-- Begin Selection --

Do You Worry About Being Remembered?

     I don't know if it's just part of being a woman or maybe every human feels this way from time to time, but sometimes, out of nowhere, I get into a weird funk. Sometimes it happens when I'm reading a book or when I'm listening to old songs (this is usually what gets me) and I get taken back to a time years ago. Sometimes it happens when I try on a pair of clothes and they no longer fit or when I see a picture of myself and think, "That's not what I look like in the mirror." I can get really down and I start thinking about what it was like in school.
 
     I used to be a very outgoing introvert... I think the terminology might be ambivert, now.... or maybe I'm wrong about that. I was the type of person who liked to go meet people, but after a while, I liked to just be by myself because I overwhelmed myself from trying to get popular. I was the type of person who tried to befriend everyone! I was the person who followed the calling, "Go forth and make disciples" (especially when it was competition time in the youth group.) If I knew you, you probably were getting invited to church all the time.

       I used to be cute and skinny and had many boyfriend prospects. It was nice to know that people liked me and that I could make friends so easily. Perhaps that's why I get into funks now. As a stay-at-home mom, my priorities have changed. My friends are my kids and my family members. Yes, I wonder from time to time if someone thinks about me and has great memories of me just like I do them. It can be discouraging when I think about how large my group of friends were, even though I still had my close group of friends too.

-- End Selection --
-- Begin Extracted records --

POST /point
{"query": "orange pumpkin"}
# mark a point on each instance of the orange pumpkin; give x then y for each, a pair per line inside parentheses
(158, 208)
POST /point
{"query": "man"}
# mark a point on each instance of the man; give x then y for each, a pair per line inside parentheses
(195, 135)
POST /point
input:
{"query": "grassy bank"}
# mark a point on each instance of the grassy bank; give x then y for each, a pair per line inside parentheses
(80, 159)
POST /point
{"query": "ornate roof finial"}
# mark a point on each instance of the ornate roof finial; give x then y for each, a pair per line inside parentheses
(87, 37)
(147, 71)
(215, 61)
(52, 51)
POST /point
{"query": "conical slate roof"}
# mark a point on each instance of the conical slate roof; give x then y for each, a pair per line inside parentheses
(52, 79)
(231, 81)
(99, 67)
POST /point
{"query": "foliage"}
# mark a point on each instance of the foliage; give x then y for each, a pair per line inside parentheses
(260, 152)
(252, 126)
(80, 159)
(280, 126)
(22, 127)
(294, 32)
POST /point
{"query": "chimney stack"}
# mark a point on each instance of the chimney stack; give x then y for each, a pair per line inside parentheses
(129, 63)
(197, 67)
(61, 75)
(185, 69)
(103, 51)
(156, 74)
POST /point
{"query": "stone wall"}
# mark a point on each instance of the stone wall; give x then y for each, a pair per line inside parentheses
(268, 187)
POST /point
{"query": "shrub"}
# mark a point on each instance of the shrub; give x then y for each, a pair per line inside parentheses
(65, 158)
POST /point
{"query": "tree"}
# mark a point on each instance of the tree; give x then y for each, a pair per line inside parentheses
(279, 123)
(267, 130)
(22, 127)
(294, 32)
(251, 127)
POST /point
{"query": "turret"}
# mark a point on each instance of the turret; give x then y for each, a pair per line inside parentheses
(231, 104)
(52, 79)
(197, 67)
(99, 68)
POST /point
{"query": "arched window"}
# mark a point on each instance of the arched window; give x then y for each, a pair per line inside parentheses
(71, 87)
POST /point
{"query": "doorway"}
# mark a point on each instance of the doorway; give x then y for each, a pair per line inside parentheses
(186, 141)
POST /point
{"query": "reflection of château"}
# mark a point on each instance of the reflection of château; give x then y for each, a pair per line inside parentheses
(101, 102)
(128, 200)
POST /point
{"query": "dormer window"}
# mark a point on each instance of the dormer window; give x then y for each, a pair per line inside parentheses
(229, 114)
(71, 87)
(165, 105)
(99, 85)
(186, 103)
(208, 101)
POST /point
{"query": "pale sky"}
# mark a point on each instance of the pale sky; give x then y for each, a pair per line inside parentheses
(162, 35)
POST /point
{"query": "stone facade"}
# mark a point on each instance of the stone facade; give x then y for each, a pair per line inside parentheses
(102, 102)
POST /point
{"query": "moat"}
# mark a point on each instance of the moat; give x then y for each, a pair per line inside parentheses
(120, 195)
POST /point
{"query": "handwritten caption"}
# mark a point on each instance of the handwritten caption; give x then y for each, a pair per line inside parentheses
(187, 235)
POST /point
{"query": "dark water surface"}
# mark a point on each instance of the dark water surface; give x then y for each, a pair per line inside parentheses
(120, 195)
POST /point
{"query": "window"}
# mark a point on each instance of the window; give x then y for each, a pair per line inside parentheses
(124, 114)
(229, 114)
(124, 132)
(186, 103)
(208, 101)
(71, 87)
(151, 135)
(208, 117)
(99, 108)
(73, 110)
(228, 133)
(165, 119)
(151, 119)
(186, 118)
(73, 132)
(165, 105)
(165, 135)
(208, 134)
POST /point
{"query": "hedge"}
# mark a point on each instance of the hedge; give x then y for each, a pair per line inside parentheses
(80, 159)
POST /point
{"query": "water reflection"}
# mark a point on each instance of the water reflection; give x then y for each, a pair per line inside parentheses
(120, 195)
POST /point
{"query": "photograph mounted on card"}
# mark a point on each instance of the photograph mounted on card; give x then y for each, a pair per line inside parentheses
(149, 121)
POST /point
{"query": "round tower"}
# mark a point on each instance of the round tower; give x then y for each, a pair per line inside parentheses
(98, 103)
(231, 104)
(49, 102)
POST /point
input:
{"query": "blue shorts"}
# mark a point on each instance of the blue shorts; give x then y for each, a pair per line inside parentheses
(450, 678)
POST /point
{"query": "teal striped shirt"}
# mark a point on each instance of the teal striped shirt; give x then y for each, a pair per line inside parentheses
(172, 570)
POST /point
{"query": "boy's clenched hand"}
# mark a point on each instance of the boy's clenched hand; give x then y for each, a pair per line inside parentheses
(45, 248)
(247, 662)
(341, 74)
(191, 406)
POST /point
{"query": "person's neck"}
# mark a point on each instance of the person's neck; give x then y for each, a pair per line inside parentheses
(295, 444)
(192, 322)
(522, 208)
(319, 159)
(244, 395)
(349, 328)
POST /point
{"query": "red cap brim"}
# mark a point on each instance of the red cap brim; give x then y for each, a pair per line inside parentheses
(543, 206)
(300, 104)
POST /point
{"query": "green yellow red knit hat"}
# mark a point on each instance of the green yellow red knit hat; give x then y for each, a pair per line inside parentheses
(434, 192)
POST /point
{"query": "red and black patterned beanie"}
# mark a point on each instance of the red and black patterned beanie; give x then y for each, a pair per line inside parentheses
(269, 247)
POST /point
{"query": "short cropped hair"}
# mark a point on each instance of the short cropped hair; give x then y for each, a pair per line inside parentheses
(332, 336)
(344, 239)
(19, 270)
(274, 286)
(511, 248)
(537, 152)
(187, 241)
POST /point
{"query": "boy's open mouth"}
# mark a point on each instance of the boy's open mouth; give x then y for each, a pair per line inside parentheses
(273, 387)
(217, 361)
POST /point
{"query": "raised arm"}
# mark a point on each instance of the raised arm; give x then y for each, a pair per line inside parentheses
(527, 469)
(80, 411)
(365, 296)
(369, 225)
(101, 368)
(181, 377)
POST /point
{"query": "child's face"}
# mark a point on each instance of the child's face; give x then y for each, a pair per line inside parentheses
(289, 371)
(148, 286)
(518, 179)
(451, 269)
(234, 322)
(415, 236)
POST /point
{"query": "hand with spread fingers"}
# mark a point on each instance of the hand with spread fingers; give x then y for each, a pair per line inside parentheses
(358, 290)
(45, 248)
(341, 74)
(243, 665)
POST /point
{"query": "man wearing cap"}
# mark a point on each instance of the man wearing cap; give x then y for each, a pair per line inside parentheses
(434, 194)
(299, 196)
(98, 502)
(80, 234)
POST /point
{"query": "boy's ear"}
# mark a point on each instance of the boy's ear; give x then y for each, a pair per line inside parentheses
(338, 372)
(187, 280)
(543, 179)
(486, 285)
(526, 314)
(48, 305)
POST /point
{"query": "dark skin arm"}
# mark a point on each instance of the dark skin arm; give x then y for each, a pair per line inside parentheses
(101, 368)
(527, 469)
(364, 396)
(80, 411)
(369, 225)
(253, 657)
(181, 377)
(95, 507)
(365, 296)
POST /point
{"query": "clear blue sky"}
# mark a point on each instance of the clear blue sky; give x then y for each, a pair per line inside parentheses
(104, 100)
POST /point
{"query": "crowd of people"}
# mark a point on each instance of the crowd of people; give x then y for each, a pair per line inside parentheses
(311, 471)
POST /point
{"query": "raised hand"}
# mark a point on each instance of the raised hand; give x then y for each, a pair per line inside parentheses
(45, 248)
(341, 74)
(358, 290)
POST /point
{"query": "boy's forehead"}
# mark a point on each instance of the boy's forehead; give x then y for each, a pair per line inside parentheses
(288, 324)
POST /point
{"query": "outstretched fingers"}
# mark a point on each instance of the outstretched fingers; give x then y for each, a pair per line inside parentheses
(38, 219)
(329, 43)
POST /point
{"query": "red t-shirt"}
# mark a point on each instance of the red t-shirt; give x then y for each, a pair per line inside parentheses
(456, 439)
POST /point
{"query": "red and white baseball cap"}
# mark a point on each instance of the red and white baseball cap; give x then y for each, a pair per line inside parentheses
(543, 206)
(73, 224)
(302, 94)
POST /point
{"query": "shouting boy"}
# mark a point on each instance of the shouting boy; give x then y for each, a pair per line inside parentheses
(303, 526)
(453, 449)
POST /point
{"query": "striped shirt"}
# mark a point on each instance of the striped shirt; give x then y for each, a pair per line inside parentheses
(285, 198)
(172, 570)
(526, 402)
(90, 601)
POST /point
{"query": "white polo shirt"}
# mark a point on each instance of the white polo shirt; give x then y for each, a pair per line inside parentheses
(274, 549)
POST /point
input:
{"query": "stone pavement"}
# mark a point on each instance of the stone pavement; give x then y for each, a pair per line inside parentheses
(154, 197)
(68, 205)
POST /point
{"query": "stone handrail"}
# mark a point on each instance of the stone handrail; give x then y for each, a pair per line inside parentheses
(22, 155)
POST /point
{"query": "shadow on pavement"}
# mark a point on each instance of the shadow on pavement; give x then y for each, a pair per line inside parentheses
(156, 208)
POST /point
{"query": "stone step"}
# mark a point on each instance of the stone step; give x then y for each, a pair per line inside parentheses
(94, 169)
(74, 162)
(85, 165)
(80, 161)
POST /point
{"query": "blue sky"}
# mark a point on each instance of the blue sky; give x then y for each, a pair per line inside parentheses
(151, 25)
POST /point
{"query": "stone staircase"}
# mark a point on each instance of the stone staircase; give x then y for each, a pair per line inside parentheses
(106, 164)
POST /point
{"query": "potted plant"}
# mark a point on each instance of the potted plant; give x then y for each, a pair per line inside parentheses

-- End Extracted records --

* **What to do**:
a) In the post about being remembered, why did the writer like to be alone after a while, despite enjoying meeting people? Answer in one to three sentences.
b) Pick up the post about being remembered after its last sentence and keep writing.
The listing has no part in this.

* **Responses by task**:
a) The writer liked to be alone after a while because of feeling overwhelmed by trying to get popular. Meeting people was enjoyable, but the effort of befriending everyone wore the writer out.

b)
      I thinks its natural though, to separate from each other. We're all at different parts of life, right now. I've been blessed to get married right out of college and have kids right away. At some point, we had to grow up. We went to different colleges because that was what was right for us. We had to move away because we had better opportunities. When I get into my funk and I wonder if I'm thought of often or even on occasion and hope that I'm thought of fondly, I should be glad to have had those experiences at all. We weren't dumped by our friends, time and life just happened and we should be glad that our friends are happy and wish the best for them.

     Here's my challenge for you: If you think of someone from the past, pray for them. Let them know. It's funny how we have this thing called Facebook. Send them a message; a word of encouragement. Don't be shady about it, because that's just weird. Say "Hi, I was thinking about you today. Remember when....?" It might brighten their day, and if they're like me and feeling down about their weight or feeling a little lonely, it can turn a funk day around to a good day. So let's encourage each other, today!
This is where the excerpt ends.